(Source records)
○ ○ ○ ○ ○ ○ ○

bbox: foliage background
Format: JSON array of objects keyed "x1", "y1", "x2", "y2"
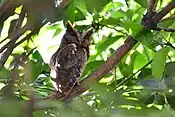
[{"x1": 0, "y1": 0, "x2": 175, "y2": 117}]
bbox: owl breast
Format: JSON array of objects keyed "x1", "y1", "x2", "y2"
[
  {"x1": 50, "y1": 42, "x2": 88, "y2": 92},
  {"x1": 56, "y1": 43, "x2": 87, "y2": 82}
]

○ ○ ○ ○ ○ ○ ○

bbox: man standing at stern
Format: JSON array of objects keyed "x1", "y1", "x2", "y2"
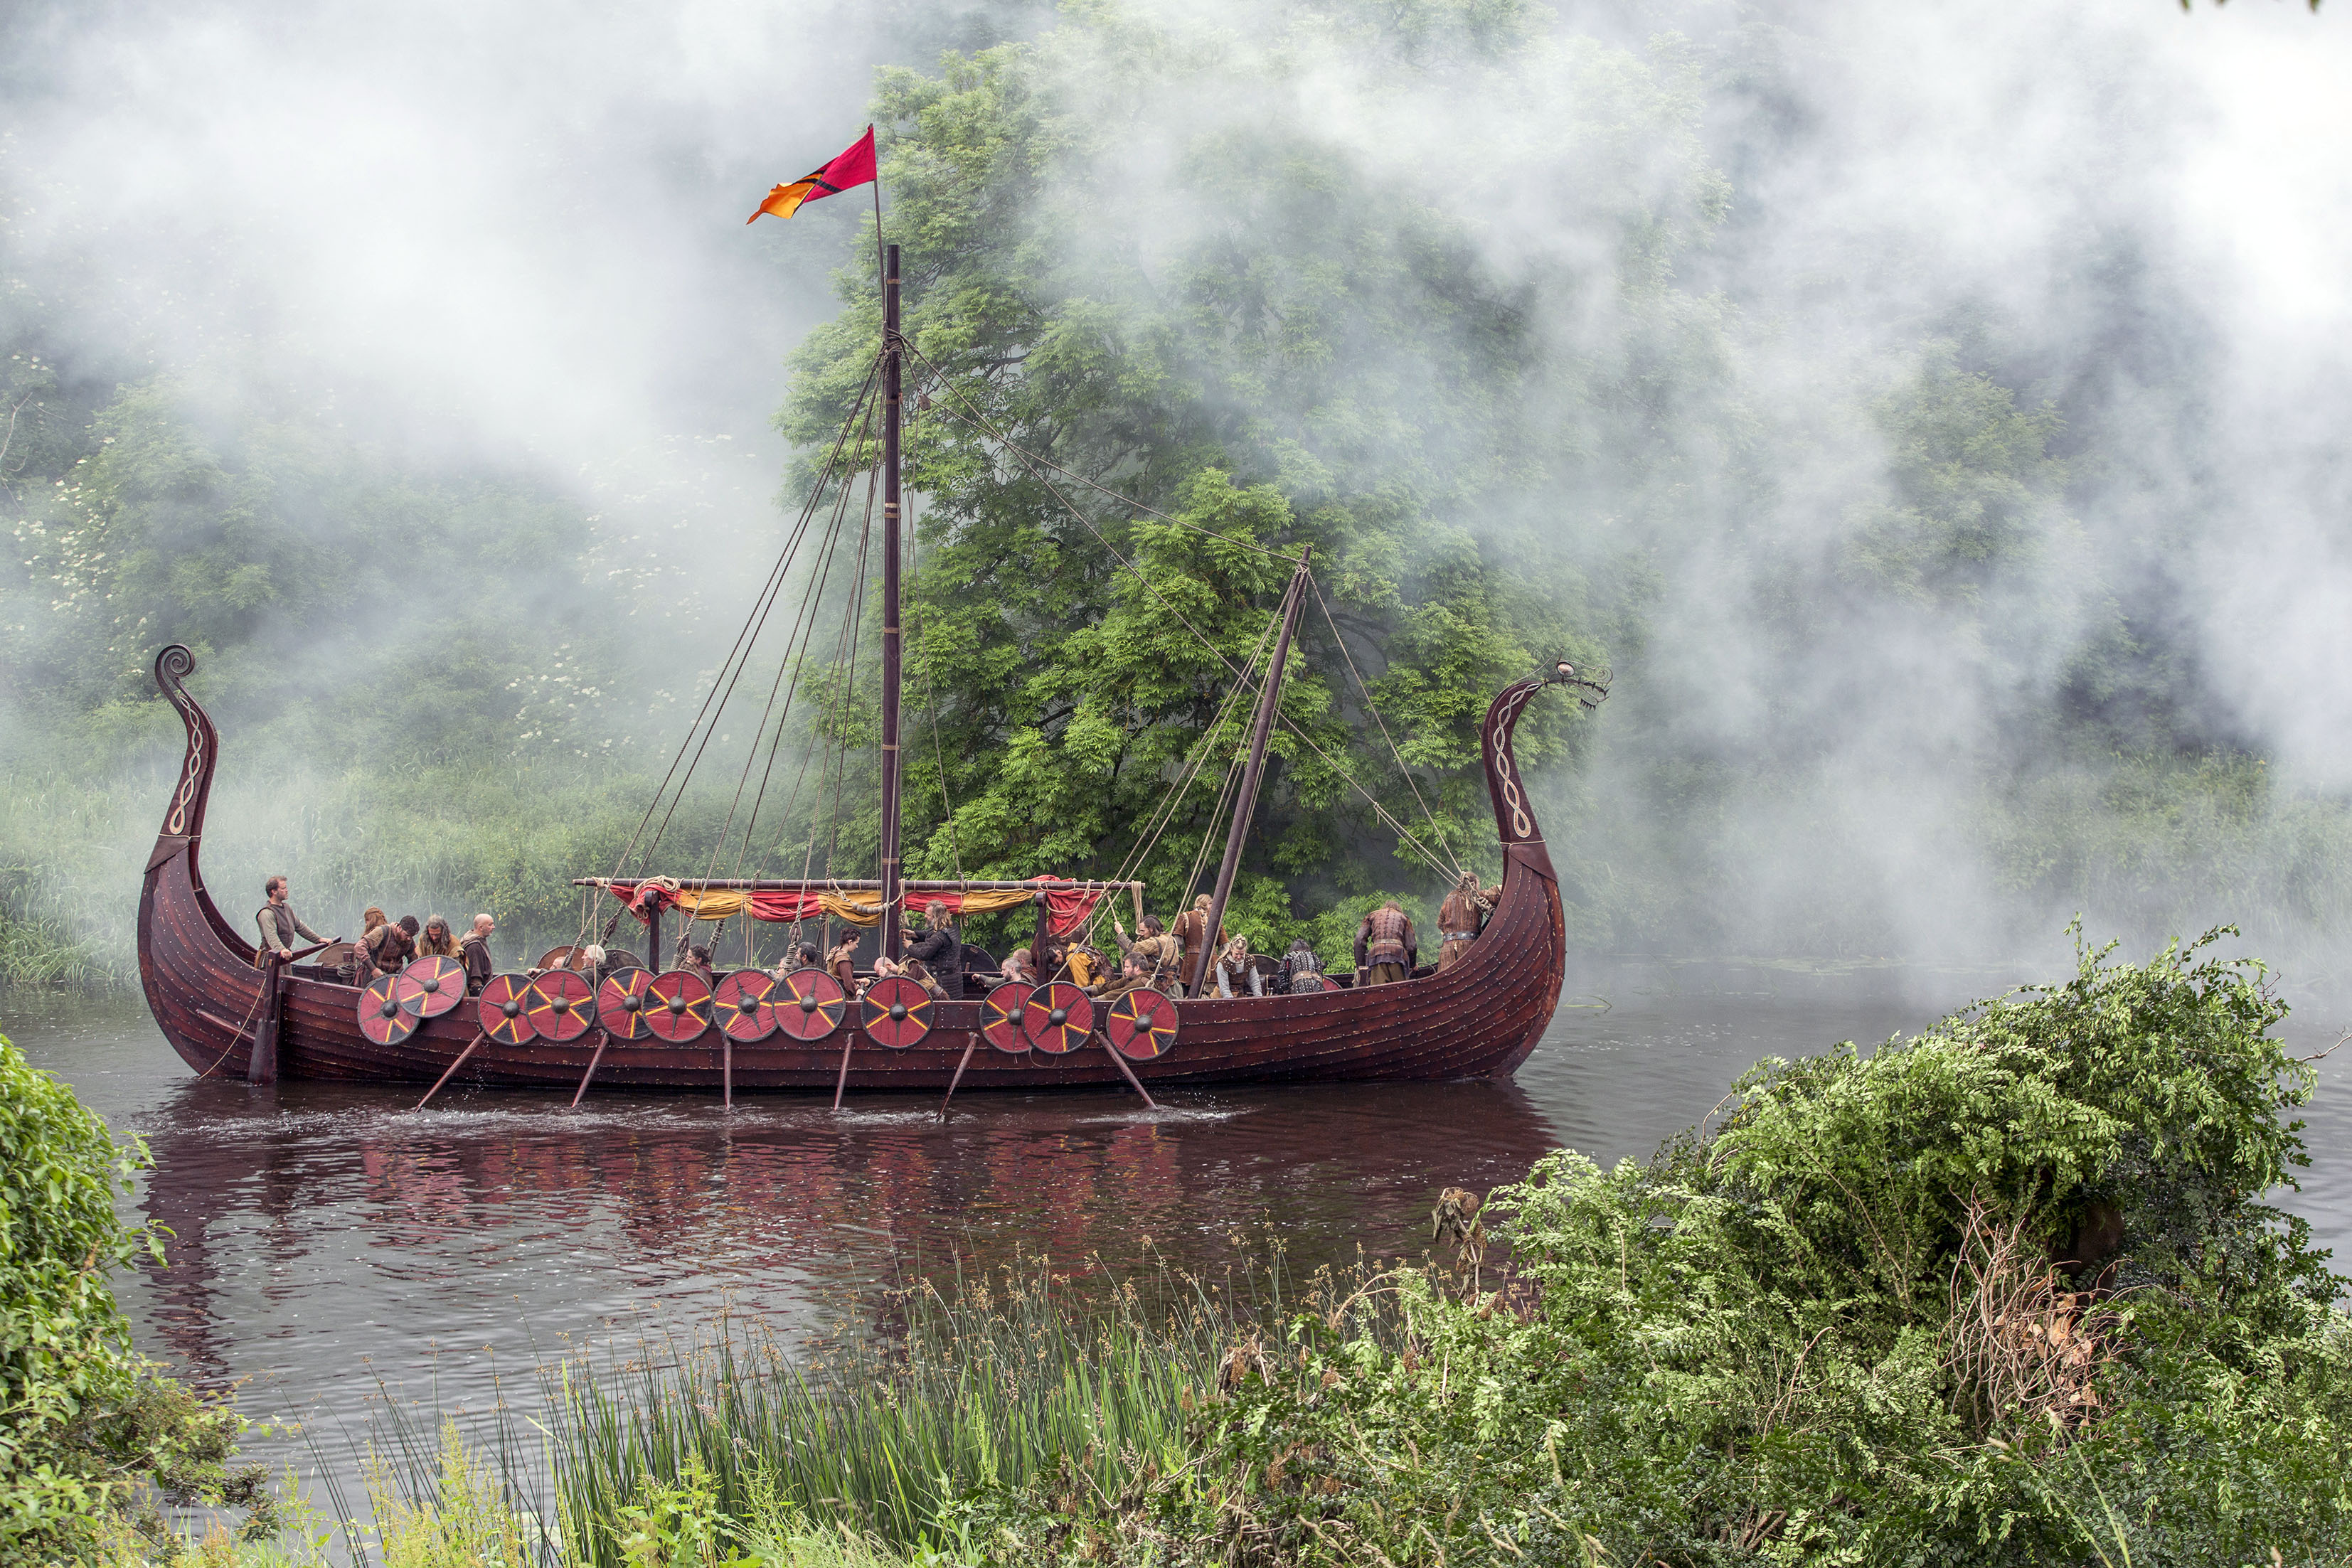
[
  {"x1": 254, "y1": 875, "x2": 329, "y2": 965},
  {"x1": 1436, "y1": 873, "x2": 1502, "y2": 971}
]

○ ○ ○ ○ ○ ○ ○

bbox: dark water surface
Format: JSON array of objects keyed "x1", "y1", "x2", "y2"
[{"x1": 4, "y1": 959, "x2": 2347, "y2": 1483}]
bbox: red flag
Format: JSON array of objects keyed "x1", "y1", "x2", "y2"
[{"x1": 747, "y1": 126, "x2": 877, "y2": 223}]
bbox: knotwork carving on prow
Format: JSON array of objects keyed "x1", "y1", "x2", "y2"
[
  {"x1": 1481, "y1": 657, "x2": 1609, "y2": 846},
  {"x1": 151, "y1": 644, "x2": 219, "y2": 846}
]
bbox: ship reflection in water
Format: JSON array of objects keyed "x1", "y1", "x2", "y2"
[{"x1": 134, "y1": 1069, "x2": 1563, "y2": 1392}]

○ ○ ○ ○ ○ ○ ○

> Assignment:
Your task is to copy each line of the entries that includes the word "bbox".

> Expected output:
bbox: foliage background
bbox: owl breast
bbox: man standing at stern
bbox: dark water surface
bbox: red flag
bbox: knotwork carving on prow
bbox: ship reflection in water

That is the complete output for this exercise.